═══ Recorded data ═══

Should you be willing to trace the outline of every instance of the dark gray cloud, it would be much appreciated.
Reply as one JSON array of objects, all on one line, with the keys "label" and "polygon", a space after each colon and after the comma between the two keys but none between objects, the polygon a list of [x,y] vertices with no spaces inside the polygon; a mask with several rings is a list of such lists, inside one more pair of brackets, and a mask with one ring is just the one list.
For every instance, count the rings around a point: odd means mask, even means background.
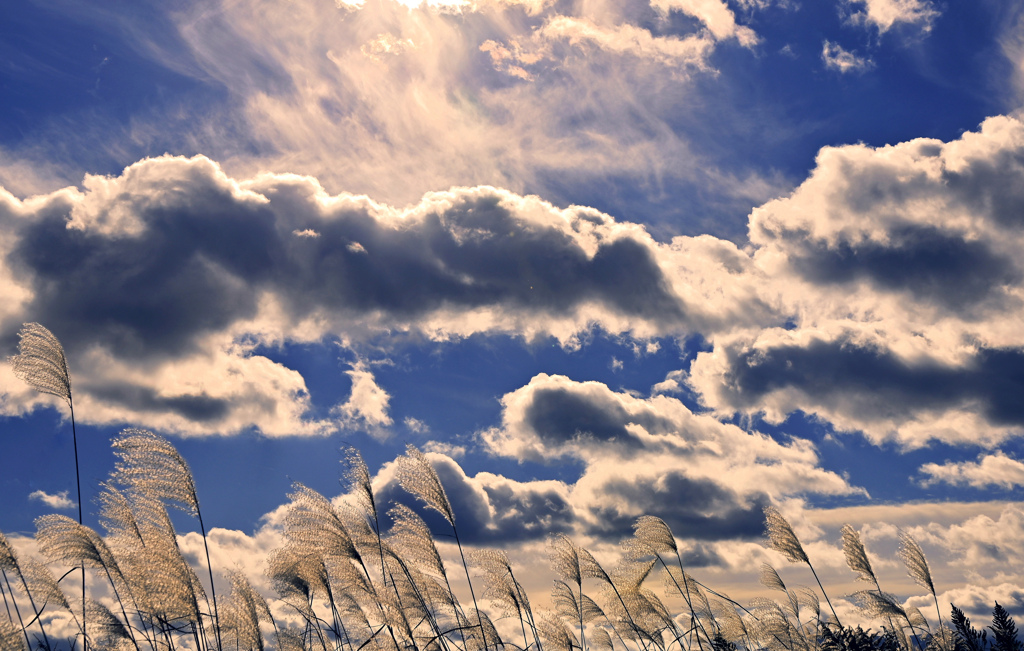
[{"label": "dark gray cloud", "polygon": [[217,421],[231,411],[231,404],[227,400],[211,398],[205,394],[166,397],[149,387],[128,383],[96,383],[87,385],[86,389],[99,400],[135,412],[170,412],[191,421]]},{"label": "dark gray cloud", "polygon": [[648,431],[671,431],[672,423],[649,413],[629,414],[621,404],[602,401],[574,390],[551,387],[533,392],[525,423],[549,446],[567,443],[618,444],[637,449],[642,442],[626,428],[631,423]]},{"label": "dark gray cloud", "polygon": [[943,184],[972,212],[1019,228],[1024,225],[1024,149],[1007,147],[985,154],[943,170]]},{"label": "dark gray cloud", "polygon": [[[449,457],[434,454],[430,461],[448,495],[463,542],[543,540],[553,533],[571,531],[576,524],[573,507],[560,484],[518,482],[491,473],[469,477]],[[452,535],[451,526],[438,513],[425,509],[395,480],[379,487],[377,498],[381,504],[403,503],[420,512],[441,540]],[[390,521],[385,526],[390,526]]]},{"label": "dark gray cloud", "polygon": [[[656,324],[684,316],[652,241],[606,238],[588,252],[558,219],[503,203],[508,193],[454,190],[416,214],[378,217],[389,210],[369,202],[325,207],[306,179],[265,182],[269,201],[260,202],[240,197],[208,163],[138,166],[165,178],[140,188],[125,181],[84,228],[68,227],[71,204],[19,222],[8,263],[33,293],[25,314],[72,350],[98,343],[121,358],[182,355],[202,335],[255,317],[267,293],[295,321],[326,312],[413,322],[487,307],[571,317],[587,304]],[[96,227],[117,210],[137,228]],[[583,214],[577,228],[605,219]]]},{"label": "dark gray cloud", "polygon": [[1013,260],[987,243],[928,226],[894,229],[885,243],[807,240],[789,259],[812,283],[867,280],[882,291],[906,291],[917,301],[953,311],[1002,296],[1022,278]]},{"label": "dark gray cloud", "polygon": [[986,349],[962,366],[908,362],[848,339],[723,351],[723,386],[734,407],[796,389],[813,406],[861,407],[866,421],[908,418],[917,410],[970,408],[993,424],[1024,425],[1024,349]]},{"label": "dark gray cloud", "polygon": [[[769,499],[763,493],[744,498],[722,483],[691,478],[678,470],[608,479],[603,489],[607,501],[587,507],[591,535],[618,540],[632,527],[637,513],[660,517],[679,538],[727,540],[764,533],[764,507]],[[616,508],[621,500],[630,505],[629,513]]]}]

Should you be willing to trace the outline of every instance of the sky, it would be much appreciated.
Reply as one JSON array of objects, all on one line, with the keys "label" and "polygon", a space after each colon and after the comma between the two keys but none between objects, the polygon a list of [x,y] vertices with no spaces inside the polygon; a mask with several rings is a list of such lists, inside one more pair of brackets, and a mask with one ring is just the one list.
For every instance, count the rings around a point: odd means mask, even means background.
[{"label": "sky", "polygon": [[[160,433],[257,582],[411,444],[542,591],[645,514],[809,583],[775,505],[837,594],[849,522],[930,603],[902,528],[1021,615],[1022,107],[1018,0],[4,3],[0,356],[62,342],[87,524]],[[0,365],[5,534],[74,514],[68,416]]]}]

═══

■ **What to work on**:
Find the line containing "sky, it would be much appreciated." in the data above. Please transcribe it and every line after it, exactly.

■ **Answer space**:
Should you be willing to trace the outline of every instance of the sky, it would be much appreciated.
Reply as one JSON array of objects, all on one line, with the keys "label" and "polygon", a space after each colon and after the comma between the two keys but none between objects, the polygon a list of [x,y] vertices with no spaces inside the polygon; a mask with several rings is a list of such lists, inside one more pair of brackets, and a mask with one ring is just the one list.
For every instance, count the rings around a point: odd means mask, even means background.
[{"label": "sky", "polygon": [[[160,433],[257,582],[411,444],[542,591],[645,514],[809,583],[775,505],[837,594],[849,522],[930,603],[902,528],[1021,615],[1022,107],[1018,0],[4,3],[0,356],[62,342],[87,524]],[[0,365],[5,534],[74,514],[68,416]]]}]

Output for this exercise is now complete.